_Brief_: Collect every line in the material below that contains the string "ceiling", copying each one in full. Matches are case-sensitive.
— Begin Source material —
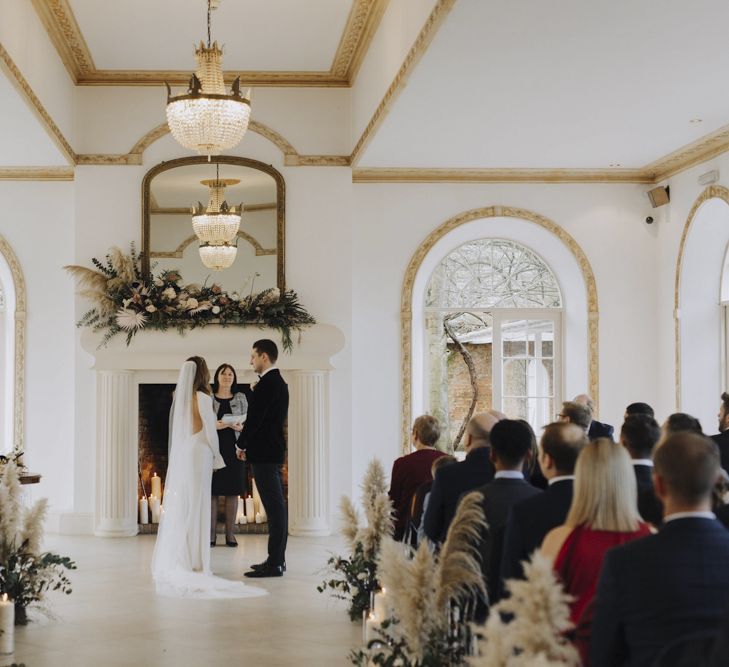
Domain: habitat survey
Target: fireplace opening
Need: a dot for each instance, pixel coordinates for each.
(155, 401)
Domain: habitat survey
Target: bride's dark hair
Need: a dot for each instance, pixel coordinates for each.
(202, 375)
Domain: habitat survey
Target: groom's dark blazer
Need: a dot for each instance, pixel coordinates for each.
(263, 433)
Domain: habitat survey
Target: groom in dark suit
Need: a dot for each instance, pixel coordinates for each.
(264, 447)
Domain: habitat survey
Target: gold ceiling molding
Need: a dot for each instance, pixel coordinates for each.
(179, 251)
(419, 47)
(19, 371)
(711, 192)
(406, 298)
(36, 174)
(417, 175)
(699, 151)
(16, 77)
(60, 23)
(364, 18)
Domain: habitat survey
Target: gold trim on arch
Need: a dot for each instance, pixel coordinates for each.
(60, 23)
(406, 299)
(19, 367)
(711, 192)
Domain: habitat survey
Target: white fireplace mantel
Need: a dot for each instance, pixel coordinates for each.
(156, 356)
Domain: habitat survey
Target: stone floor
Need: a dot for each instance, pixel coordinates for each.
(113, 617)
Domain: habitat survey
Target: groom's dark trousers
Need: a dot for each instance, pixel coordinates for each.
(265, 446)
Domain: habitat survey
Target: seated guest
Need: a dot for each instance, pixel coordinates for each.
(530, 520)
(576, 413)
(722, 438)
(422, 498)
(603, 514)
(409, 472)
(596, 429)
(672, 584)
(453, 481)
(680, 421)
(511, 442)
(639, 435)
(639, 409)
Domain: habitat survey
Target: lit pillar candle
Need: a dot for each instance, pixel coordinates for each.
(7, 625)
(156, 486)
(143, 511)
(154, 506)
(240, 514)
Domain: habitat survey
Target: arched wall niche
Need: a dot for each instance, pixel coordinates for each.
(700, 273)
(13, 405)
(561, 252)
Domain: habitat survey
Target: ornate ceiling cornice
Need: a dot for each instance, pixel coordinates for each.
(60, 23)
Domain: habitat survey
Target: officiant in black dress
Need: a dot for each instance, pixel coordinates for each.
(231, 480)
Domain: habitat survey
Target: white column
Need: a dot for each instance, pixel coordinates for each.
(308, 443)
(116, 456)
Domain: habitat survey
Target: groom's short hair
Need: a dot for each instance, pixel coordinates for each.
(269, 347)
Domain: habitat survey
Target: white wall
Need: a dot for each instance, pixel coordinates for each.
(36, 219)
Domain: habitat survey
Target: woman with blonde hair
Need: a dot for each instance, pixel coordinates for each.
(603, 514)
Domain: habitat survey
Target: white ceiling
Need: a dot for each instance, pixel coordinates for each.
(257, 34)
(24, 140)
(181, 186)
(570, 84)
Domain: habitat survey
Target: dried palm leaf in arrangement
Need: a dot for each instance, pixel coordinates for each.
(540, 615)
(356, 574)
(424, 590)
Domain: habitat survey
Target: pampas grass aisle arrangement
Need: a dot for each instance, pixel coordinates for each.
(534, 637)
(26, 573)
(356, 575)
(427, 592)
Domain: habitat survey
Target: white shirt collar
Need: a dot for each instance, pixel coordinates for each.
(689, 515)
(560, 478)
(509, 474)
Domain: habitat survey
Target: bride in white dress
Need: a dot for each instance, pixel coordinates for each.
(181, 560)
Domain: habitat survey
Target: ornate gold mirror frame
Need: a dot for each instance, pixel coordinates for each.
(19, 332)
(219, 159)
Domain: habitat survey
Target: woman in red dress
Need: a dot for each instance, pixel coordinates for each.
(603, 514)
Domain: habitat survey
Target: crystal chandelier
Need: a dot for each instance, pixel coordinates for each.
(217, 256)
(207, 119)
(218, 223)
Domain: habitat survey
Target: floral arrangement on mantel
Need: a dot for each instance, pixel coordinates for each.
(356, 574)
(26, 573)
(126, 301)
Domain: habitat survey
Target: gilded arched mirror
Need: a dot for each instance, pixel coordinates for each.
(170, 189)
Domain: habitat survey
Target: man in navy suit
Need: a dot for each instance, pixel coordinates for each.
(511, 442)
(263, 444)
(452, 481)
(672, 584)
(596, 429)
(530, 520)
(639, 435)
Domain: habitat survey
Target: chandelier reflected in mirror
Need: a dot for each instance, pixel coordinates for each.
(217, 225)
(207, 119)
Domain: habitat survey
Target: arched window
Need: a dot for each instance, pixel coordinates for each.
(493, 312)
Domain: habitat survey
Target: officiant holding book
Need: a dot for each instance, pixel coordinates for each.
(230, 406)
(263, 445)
— End Source material —
— Begin Source material —
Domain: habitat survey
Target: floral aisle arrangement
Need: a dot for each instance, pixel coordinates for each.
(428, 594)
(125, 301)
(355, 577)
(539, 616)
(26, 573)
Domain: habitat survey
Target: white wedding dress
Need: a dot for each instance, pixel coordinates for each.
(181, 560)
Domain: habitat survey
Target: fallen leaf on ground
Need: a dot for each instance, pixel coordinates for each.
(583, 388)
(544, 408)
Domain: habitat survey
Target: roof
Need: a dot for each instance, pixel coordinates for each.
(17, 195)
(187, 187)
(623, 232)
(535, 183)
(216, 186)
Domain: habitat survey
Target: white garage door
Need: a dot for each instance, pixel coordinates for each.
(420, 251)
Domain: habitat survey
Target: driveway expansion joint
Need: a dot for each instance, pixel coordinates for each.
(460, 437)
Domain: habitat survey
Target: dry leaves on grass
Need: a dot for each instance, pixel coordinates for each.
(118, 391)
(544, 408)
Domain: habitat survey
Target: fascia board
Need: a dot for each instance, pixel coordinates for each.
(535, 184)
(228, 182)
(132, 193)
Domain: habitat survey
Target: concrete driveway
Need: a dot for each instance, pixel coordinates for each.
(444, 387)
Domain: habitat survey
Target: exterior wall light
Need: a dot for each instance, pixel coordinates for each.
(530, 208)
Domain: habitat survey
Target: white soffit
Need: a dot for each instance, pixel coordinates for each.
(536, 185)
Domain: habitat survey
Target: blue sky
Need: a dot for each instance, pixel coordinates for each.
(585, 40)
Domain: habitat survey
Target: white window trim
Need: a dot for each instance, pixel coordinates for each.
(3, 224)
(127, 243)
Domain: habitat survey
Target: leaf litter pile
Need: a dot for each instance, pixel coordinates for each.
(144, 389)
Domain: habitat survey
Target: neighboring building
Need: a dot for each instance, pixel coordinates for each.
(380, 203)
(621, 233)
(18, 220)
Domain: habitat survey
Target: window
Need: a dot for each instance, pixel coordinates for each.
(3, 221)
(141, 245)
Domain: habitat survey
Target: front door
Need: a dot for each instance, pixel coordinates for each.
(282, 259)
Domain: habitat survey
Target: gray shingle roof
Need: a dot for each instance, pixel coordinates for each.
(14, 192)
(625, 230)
— End Source material —
_Answer to this problem_:
Target: gold ceiling molding
Target: ornate ceiling cornice
Target: white ceiling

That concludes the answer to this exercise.